*What is needed*: Check each line of the data for "cloud", and copy the ones that have it.

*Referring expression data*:

---

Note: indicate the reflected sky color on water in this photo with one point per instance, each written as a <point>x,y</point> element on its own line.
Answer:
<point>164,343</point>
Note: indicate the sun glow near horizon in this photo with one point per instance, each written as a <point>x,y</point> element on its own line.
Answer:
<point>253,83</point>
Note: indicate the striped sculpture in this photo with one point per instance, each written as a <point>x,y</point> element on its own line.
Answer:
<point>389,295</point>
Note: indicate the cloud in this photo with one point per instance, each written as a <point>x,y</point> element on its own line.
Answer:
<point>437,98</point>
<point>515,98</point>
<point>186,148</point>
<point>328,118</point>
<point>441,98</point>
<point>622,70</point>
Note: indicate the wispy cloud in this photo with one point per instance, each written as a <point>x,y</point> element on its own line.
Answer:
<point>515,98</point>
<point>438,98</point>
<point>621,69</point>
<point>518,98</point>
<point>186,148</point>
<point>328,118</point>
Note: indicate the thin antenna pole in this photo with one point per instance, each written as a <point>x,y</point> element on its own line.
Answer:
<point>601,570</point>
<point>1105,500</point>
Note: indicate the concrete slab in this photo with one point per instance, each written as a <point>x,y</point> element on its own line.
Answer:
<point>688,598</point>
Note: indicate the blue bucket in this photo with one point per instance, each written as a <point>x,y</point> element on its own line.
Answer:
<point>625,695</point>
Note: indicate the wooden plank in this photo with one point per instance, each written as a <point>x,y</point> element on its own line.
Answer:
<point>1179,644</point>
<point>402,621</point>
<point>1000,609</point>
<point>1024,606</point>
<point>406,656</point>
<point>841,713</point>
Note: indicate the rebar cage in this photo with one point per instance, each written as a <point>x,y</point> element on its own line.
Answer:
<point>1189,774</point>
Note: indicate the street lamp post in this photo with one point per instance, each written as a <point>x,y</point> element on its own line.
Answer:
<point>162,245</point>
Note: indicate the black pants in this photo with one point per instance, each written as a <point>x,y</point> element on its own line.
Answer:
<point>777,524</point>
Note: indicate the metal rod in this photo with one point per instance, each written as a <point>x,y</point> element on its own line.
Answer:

---

*Exercise result*:
Note: indicate the cloud in this photo with one point per instance, each written as a <point>x,y</point> element on its own line.
Note: indicate the wispy cloud in this photo with one point per instance, each written as a <point>x,y</point> element on its own line.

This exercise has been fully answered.